_Your objective:_ Change "in painting" to "in the painting" in the entries starting with the line with "A note for the class: find the white flowers" and going on through the line with "<point>180,140</point>", and give those lines again with everything else unchanged.

(Entries from a data source)
□ □ □ □ □ □ □
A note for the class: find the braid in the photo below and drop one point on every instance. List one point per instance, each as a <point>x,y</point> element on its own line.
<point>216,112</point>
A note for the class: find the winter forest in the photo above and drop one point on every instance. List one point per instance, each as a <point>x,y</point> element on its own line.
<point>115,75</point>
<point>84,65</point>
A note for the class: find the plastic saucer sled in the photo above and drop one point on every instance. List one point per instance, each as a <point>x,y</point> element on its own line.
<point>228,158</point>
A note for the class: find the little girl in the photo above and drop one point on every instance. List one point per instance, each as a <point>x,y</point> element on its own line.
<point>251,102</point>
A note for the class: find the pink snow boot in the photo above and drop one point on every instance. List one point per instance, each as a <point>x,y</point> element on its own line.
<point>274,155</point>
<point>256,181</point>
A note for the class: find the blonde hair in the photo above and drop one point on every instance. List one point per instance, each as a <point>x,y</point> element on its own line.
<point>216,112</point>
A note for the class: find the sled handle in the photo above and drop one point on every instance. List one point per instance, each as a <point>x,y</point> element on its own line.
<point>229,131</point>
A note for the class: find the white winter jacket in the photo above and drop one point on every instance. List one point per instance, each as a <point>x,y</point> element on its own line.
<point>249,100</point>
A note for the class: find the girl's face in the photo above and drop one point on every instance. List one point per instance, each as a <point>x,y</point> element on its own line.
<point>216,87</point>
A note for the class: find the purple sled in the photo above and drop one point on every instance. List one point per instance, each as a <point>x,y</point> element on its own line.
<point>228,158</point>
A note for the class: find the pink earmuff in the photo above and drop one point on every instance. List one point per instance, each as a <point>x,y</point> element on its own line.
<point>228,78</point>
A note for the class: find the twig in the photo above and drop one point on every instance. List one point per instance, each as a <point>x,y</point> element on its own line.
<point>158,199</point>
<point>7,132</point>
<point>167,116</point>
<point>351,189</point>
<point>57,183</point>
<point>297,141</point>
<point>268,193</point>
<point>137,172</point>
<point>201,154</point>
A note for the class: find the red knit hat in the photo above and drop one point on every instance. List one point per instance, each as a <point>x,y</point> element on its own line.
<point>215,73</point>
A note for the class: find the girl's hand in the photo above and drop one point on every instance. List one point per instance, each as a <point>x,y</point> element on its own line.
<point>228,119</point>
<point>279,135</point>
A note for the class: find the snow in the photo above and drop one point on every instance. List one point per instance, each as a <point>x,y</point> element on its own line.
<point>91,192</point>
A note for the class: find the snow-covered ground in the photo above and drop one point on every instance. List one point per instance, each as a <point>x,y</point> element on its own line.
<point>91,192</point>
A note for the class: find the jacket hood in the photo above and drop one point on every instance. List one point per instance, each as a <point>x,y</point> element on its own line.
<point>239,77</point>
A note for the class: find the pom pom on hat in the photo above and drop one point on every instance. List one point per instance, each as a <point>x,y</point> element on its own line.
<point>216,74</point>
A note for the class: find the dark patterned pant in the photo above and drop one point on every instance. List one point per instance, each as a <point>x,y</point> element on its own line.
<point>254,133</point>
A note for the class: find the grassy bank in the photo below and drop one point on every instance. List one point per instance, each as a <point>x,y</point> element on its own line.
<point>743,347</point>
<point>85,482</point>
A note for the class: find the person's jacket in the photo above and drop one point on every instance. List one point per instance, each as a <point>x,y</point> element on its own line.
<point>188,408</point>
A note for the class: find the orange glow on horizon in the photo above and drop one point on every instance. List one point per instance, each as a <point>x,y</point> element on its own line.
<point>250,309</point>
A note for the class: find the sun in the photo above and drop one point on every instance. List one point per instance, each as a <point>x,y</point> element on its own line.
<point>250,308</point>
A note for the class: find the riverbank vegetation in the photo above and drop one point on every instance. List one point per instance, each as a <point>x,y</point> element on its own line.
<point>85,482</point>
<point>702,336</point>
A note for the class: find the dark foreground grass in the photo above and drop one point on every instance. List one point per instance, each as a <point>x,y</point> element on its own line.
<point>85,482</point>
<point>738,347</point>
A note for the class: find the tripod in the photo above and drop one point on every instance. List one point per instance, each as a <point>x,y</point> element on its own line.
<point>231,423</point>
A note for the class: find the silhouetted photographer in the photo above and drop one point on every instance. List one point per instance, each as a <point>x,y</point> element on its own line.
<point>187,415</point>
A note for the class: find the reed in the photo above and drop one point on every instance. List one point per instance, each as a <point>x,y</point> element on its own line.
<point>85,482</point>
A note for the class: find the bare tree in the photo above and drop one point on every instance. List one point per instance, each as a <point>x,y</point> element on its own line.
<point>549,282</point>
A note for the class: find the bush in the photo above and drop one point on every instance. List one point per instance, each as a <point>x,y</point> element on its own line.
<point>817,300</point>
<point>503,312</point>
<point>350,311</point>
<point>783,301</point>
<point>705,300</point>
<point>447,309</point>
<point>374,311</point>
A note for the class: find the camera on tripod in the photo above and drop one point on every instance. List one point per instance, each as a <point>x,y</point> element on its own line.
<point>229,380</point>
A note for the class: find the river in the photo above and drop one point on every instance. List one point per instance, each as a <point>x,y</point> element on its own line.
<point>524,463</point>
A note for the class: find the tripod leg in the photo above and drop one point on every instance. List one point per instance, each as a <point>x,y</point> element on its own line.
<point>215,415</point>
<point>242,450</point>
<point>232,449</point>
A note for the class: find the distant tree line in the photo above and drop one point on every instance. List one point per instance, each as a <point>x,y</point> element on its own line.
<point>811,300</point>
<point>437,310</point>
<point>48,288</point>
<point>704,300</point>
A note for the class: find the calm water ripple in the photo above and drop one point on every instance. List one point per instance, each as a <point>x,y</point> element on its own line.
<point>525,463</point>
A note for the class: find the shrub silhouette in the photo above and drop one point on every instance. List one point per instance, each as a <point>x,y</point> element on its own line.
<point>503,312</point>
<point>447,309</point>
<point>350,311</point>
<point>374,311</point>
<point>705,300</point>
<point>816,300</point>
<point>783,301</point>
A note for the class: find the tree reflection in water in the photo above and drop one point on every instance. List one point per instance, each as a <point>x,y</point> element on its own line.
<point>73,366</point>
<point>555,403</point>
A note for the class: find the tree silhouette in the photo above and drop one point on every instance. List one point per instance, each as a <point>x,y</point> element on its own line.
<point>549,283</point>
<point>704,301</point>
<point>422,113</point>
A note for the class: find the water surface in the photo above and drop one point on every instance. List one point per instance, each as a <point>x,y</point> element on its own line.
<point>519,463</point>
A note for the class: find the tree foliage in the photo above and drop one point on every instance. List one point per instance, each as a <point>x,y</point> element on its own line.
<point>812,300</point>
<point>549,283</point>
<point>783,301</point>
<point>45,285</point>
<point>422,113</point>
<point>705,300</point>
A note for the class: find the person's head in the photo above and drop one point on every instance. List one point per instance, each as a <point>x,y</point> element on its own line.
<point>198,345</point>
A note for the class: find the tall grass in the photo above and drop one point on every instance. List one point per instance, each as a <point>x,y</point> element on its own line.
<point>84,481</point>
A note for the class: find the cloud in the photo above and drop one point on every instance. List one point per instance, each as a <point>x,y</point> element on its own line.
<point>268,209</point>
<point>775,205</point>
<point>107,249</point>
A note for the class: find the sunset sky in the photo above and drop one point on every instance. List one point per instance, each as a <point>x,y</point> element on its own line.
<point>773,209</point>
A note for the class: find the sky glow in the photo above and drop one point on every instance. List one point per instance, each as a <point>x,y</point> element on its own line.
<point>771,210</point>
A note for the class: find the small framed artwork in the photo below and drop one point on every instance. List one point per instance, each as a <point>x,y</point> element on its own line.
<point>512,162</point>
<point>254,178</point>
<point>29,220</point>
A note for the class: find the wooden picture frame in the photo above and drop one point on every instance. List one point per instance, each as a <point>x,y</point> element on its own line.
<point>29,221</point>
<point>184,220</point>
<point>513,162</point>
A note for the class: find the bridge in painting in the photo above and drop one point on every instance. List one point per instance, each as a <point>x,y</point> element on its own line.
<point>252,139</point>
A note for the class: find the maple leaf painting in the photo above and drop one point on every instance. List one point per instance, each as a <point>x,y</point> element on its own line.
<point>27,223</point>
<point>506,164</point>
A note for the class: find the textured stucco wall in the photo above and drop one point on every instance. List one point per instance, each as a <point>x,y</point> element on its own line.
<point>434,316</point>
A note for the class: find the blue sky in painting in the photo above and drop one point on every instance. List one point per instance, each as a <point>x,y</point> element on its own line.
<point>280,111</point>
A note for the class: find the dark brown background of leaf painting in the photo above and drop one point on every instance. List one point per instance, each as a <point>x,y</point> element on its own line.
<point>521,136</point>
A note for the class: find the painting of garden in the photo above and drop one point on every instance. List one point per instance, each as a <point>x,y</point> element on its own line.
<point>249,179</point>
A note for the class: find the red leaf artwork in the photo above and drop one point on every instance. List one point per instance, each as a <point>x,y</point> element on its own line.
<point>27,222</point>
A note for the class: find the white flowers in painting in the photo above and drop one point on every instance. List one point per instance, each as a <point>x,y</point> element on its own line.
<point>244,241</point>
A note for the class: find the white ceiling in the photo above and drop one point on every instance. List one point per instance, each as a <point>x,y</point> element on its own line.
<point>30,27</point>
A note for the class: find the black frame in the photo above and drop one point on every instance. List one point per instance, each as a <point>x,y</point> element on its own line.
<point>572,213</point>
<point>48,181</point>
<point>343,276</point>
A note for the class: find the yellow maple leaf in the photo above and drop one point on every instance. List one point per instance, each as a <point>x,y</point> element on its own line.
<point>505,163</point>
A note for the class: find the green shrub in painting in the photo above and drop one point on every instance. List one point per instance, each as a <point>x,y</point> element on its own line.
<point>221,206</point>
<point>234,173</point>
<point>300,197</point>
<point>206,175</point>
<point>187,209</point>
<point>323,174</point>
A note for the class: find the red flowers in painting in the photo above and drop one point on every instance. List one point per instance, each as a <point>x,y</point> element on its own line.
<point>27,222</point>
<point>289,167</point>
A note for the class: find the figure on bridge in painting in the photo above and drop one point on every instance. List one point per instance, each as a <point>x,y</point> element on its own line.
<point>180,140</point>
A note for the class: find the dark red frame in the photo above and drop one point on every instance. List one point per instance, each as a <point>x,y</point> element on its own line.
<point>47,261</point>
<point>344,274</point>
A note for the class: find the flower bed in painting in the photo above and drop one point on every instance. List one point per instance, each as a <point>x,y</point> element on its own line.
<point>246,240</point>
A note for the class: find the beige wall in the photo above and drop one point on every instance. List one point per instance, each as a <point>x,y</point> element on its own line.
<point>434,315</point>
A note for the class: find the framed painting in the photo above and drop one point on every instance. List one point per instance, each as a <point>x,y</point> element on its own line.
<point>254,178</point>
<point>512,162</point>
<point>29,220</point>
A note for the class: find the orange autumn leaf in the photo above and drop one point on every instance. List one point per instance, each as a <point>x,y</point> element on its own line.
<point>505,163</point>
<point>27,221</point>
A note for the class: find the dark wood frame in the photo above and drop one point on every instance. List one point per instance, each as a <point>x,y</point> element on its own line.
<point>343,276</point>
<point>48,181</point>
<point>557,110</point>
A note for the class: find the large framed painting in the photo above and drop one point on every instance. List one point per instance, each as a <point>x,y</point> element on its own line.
□ □ □ □ □ □ □
_Final answer:_
A note for the class: find the white flowers in the painting in the photo above and drop one point on every instance. List one point per instance, each as a <point>x,y</point> element on its own line.
<point>244,241</point>
A note for the class: find the white ceiling in the photo above and drop one point on every instance. List one point per instance, each as a <point>x,y</point> element on its own line.
<point>30,27</point>
A note for the class: find the black frame in the photo above and drop one point on every instance. List one point per instance, each as a <point>x,y</point> element on its own line.
<point>572,213</point>
<point>48,181</point>
<point>343,276</point>
A note for the class: find the yellow maple leaf in the photo above and drop one point on every instance. List one point per instance, each as a <point>x,y</point> element on its own line.
<point>505,163</point>
A note for the class: find the green shrub in the painting in the photo above and drop one point on every instance. List one point per instance, each as a <point>x,y</point> element on its own line.
<point>221,206</point>
<point>234,173</point>
<point>300,197</point>
<point>206,175</point>
<point>187,209</point>
<point>323,174</point>
A note for the class: find the red flowers in the painting in the photo above and drop one point on every instance. List one point per instance, each as a <point>x,y</point> element on its own line.
<point>27,222</point>
<point>289,167</point>
A note for the class: find the figure on bridge in the painting in the photo above and drop one point on every instance. List one point per instance, each as a <point>x,y</point> element on its own line.
<point>180,140</point>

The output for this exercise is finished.